(Text shown begins)

Roberto Chabet, father of PH conceptual art, passes away
By Ces Rodriguez, Yahoo! Southeast Asia | Yahoo! Southeast Asia Newsroom – Tue, Apr 30, 2013
Roberto “Bobby” Chabet, widely acknowledged as the father of Philippine conceptual art, died Tuesday, April 30, of cardiac arrest at the UERM Hospital in Sta. Mesa Manila. He was 76.
According to relatives, Chabet was brought to the hospital on Monday because of chills and a high fever. He suffered a first heart attack at 5 p.m. on Tuesday, was revived, and died of a second attack at 7:30 p.m. the same day.
Chabet was single and had no children.He is survived by an elder sister, Carmen Mesina, and a younger sister Milagros Garcia. His remains will be brought to the Arlington Memorial Chapels in Araneta Avenue, Quezon City on May 1.
Chabet was born Roberto Rodriguez on March 29, 1937. He took the maiden name of his mother when he began making art because the artist Manuel Rodriguez,Sr. (no relation) was already established in the scene.
An Architecture graduate of the University of Sto. Tomas, he is known for his radical art. His experimental works included installations, drawings, collages, sculpture and paintings.
He used found materials like plywood, pop detritus, plumbing materials, and stale bread to create art at a time when nobody else was doing it in the Philippines.
Celebrated 50 years in art
His authority was so profound, he went on to influence both his peers and a generation of artists that are now stalwarts in their field.

(Text shown ends)
(Dataset records begins)

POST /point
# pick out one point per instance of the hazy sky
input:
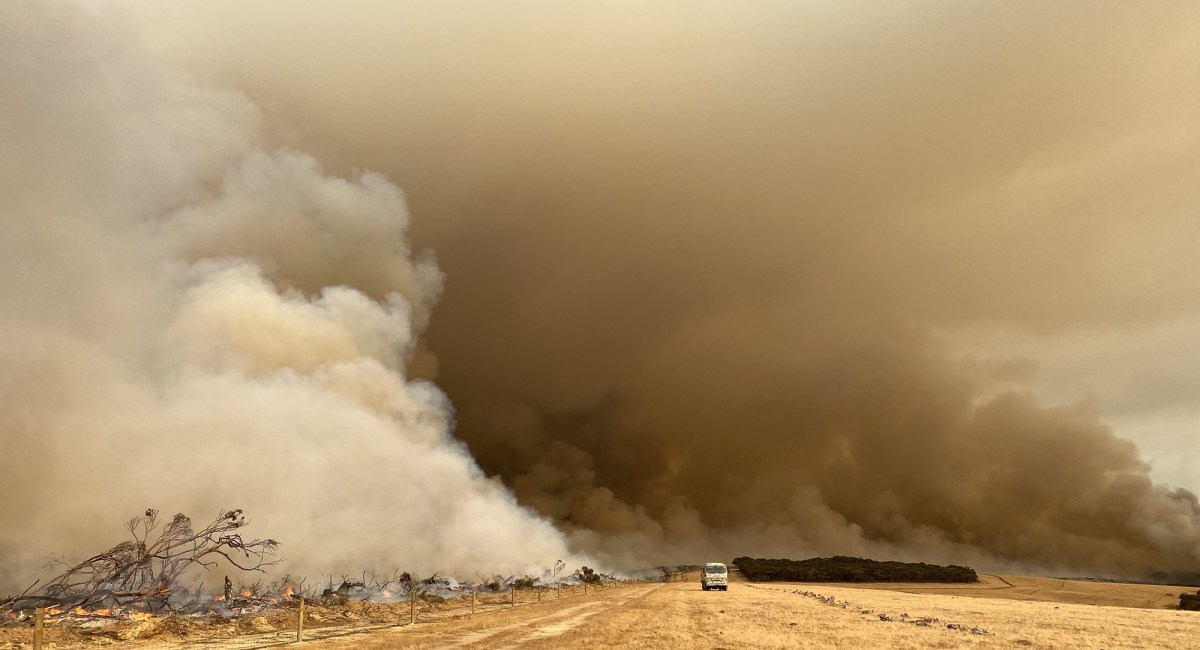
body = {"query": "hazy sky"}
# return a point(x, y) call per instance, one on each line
point(791, 276)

(Dataset records ends)

» Exercise directions:
Please continue the obituary of Roberto Chabet, starting after its last sentence.

» Written response:
In 2011, he was the subject of a year-long retrospective called “Roberto Chabet: Fifty Years,” where selected works toured galleries in the Philippines, Singapore and Hong Kong.
Although often seen in a wheelchair in his later years, he remained prodigious—making art and showing new works until he died. His exhibit “China Collages, Ziggurats, & Other Unexhibited Collages” just ended on April 22 at West Gallery in Quezon City. He has an ongoing group exhibit at the Cultural Center of the Philippines called “The Mona Lisa Project.”
Legacy to young artists
Another of Chabet’s lasting legacies was the Thirteen Artists Award, which he initiated in 1970. It was granted to young artists by the Cultural Center of the Philippines, where Chabet was founding Museum Director.
The award is the most prestigious recognition to be given by a national institution to young Filipino visual artists whose works show “recentness and a turning away from the past.”